Task data ::
# # # #
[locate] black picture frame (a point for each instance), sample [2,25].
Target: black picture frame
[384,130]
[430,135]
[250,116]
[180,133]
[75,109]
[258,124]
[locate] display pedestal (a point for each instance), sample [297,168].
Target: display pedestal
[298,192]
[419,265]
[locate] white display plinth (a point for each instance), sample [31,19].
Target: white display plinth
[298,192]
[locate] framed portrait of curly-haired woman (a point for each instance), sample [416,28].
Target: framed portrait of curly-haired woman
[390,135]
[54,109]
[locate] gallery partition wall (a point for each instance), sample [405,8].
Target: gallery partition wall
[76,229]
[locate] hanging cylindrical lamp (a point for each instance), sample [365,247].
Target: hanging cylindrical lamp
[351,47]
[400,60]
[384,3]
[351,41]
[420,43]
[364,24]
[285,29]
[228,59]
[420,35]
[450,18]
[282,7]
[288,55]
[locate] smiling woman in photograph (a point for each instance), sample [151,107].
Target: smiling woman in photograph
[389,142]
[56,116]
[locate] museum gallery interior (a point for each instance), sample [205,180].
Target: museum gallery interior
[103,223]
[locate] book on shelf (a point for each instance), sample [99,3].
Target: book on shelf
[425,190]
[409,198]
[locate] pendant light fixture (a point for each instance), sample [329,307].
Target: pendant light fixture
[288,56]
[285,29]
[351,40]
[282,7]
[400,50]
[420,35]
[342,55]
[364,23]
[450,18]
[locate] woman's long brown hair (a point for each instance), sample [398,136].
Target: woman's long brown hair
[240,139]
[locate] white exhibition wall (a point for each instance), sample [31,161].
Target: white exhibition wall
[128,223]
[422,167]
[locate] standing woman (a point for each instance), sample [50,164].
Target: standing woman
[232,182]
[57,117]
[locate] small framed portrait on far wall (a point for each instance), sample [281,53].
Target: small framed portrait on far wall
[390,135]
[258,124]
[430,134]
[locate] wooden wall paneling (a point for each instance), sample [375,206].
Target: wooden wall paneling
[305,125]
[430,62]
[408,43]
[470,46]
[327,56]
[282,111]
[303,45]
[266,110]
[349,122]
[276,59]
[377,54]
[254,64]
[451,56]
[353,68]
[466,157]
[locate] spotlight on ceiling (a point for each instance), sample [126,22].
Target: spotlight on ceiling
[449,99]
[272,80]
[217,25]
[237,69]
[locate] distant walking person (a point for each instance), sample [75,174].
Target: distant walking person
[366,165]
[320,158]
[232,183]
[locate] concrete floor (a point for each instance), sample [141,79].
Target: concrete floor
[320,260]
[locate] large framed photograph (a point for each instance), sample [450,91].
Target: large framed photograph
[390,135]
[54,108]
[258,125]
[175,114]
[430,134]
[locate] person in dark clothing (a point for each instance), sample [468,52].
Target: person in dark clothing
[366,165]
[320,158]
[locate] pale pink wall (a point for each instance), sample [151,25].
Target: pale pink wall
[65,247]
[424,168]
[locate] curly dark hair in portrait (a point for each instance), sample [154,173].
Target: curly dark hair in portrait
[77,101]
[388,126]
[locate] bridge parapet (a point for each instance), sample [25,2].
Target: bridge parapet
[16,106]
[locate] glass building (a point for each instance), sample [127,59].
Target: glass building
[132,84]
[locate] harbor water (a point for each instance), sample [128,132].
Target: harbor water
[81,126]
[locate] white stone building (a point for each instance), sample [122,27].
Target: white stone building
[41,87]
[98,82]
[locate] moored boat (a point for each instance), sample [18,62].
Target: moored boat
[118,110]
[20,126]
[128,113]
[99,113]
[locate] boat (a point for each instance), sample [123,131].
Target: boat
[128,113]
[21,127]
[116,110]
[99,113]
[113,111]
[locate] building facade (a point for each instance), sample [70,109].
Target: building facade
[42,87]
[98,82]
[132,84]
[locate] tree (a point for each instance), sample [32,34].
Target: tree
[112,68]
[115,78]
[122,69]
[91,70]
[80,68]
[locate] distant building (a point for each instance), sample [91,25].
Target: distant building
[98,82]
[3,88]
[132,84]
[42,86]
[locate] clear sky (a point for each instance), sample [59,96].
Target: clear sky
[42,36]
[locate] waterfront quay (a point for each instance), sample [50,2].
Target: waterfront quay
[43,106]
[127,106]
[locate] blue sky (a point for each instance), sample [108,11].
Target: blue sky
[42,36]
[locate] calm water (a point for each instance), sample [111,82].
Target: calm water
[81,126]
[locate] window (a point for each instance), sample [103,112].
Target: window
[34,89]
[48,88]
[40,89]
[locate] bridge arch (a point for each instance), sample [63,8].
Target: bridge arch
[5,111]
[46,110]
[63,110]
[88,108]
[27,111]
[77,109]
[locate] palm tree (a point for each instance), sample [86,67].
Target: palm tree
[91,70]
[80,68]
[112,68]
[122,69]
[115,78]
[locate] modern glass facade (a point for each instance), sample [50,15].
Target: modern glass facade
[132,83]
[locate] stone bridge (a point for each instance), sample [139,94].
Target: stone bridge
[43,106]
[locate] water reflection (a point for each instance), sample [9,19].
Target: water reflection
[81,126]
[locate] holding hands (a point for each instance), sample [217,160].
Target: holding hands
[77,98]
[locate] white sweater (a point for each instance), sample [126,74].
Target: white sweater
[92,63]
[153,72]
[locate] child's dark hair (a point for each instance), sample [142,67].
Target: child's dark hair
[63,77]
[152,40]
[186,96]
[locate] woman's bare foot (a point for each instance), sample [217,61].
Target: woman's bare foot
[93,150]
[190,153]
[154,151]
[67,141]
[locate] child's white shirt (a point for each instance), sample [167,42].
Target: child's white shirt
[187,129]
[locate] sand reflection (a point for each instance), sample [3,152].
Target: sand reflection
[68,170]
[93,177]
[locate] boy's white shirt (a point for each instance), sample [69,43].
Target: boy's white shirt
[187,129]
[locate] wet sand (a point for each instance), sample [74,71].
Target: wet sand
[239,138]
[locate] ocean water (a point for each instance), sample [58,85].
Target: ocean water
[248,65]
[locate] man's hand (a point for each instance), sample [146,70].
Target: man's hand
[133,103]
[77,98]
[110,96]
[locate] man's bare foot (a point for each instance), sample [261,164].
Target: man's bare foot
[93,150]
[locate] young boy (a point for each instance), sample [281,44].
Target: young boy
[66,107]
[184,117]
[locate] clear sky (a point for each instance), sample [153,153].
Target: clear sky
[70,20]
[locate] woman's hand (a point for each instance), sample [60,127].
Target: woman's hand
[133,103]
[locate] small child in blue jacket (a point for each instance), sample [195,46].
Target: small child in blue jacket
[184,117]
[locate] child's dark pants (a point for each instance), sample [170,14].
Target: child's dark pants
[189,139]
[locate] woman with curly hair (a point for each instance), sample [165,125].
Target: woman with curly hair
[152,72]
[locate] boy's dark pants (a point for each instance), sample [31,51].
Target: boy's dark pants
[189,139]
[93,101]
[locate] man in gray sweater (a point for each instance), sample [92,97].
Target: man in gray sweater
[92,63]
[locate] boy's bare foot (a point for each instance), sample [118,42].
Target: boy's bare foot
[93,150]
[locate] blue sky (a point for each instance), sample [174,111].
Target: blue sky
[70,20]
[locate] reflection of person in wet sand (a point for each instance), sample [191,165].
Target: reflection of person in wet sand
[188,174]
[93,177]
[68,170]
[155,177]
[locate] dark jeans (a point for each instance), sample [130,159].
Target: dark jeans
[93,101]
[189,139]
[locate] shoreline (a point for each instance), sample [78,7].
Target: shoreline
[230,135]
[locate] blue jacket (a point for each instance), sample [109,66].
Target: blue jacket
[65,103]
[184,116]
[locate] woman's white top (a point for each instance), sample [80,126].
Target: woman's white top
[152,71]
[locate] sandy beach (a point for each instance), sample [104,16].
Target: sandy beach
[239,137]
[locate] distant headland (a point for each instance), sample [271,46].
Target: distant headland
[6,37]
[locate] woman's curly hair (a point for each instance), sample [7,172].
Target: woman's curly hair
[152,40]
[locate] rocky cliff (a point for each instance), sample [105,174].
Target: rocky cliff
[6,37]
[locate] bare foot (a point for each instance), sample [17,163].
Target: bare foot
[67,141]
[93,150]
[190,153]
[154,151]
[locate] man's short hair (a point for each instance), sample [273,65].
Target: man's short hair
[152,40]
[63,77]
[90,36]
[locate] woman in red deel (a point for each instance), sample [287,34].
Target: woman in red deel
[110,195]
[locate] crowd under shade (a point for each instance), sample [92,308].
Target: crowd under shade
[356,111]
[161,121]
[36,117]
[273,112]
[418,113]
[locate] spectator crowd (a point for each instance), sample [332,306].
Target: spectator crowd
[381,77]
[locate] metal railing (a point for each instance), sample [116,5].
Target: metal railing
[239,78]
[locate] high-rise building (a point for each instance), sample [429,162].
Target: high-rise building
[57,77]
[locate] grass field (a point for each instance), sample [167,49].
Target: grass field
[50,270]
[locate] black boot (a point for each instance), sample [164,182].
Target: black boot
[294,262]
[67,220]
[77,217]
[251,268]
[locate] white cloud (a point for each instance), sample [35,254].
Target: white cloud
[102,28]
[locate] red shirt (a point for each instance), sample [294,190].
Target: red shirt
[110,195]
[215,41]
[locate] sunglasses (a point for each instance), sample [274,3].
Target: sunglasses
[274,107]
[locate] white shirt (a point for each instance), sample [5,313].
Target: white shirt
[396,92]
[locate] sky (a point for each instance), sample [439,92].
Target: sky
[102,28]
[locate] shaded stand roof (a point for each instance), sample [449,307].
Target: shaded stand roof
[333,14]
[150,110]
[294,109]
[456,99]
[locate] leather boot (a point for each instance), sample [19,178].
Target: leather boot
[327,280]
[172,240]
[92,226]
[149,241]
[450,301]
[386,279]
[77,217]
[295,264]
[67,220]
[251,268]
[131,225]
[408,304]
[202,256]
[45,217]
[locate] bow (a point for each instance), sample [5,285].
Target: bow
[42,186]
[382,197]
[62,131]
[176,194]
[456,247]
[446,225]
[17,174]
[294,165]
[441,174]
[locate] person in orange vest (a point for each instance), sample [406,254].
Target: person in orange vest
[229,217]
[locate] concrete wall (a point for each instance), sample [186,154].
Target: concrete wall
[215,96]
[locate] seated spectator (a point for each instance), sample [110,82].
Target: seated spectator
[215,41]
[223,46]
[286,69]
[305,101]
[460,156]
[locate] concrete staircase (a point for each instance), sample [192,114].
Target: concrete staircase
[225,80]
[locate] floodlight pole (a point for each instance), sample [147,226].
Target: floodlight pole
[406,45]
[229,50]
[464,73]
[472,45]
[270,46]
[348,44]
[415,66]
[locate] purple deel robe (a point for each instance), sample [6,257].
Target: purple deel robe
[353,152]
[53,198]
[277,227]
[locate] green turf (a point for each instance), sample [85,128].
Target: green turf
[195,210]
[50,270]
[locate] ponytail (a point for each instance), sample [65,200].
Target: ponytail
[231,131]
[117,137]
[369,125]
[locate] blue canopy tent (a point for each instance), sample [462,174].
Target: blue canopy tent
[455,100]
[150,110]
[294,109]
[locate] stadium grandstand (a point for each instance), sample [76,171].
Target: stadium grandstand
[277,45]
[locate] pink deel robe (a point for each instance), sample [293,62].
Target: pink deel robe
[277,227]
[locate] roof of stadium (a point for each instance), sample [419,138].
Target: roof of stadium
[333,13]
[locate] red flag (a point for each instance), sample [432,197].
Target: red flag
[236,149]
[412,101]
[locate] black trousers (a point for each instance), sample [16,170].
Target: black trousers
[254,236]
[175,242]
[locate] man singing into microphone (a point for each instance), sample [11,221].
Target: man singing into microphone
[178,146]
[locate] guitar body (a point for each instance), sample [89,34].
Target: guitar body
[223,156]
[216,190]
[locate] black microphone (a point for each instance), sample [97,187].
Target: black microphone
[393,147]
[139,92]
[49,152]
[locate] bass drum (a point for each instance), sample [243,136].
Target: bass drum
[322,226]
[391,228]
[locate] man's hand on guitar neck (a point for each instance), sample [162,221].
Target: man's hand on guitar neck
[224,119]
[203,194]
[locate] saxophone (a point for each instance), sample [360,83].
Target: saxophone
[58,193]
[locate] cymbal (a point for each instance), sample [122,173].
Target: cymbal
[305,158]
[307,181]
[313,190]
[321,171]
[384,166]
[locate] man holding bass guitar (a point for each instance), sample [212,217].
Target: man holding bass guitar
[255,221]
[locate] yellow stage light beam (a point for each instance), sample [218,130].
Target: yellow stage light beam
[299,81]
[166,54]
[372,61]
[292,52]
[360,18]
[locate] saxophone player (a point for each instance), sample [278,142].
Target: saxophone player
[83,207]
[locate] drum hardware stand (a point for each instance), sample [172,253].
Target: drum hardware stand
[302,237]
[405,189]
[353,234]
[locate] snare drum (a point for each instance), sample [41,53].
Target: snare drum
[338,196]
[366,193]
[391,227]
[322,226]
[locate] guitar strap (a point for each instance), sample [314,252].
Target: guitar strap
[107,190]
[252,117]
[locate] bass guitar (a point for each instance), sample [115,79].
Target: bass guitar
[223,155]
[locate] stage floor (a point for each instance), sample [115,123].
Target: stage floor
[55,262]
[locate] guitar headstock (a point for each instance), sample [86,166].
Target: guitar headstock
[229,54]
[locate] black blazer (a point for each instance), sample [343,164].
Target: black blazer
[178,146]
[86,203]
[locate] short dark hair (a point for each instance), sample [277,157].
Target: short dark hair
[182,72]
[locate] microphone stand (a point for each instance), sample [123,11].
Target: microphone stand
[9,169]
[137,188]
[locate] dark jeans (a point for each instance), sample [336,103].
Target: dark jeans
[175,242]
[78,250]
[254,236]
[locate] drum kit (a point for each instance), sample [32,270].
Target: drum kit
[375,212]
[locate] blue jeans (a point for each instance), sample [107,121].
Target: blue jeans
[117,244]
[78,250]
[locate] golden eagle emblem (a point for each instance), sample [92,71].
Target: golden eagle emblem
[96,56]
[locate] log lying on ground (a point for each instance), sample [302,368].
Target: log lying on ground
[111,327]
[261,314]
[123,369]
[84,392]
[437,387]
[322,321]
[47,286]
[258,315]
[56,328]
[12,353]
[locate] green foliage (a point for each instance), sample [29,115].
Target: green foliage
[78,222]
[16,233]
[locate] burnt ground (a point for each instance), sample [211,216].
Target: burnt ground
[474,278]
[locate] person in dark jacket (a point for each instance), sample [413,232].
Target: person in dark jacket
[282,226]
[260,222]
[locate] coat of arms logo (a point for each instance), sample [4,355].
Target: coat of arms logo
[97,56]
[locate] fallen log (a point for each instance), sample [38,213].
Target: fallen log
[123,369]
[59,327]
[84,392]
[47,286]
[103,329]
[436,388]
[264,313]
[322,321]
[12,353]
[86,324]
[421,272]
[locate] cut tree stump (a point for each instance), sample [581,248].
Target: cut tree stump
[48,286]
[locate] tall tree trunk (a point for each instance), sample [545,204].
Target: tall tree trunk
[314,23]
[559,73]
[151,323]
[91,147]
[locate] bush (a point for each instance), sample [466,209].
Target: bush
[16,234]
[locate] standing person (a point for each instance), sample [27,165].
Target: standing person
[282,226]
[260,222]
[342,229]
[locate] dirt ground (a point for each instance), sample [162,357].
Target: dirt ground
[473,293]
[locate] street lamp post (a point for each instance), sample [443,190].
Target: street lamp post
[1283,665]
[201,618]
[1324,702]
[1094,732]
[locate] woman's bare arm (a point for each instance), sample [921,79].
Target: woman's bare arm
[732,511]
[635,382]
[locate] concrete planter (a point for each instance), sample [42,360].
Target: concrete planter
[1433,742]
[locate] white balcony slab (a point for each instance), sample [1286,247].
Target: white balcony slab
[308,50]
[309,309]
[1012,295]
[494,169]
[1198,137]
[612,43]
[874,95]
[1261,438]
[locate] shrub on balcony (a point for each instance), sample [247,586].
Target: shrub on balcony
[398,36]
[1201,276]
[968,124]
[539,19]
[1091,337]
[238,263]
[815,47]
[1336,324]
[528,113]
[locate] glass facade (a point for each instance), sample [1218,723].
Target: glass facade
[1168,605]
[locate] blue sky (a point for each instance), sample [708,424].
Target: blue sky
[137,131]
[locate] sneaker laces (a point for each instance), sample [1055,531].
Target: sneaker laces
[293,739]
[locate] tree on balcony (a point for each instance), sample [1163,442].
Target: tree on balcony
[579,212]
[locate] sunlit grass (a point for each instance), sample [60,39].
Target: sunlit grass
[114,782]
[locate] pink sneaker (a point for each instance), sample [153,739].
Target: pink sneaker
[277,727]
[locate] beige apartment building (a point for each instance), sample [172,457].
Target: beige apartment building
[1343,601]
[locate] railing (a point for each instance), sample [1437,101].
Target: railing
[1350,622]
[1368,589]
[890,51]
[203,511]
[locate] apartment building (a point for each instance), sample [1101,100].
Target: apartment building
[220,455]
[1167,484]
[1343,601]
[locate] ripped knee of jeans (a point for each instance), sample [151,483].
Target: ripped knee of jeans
# # # #
Task instructions :: Go back to the data above and please quote exactly, and only, the lines from the line with "[locate] pink sneaker" through its last line.

Solution to this problem ::
[locate] pink sneaker (a point for each instance), sample [153,739].
Target: pink sneaker
[277,727]
[locate] beige apartment building (a point for each instance), sample [172,457].
Target: beige apartment building
[1343,601]
[locate] railing (a point for each instance), sample [1437,101].
Target: railing
[1350,622]
[1368,589]
[890,51]
[203,511]
[locate] apartment building (a point for each instance), sample [1101,100].
Target: apartment building
[220,455]
[1167,484]
[1343,601]
[locate] ripped knee of jeans (a point for each instance), sample [151,483].
Target: ripped knee of jeans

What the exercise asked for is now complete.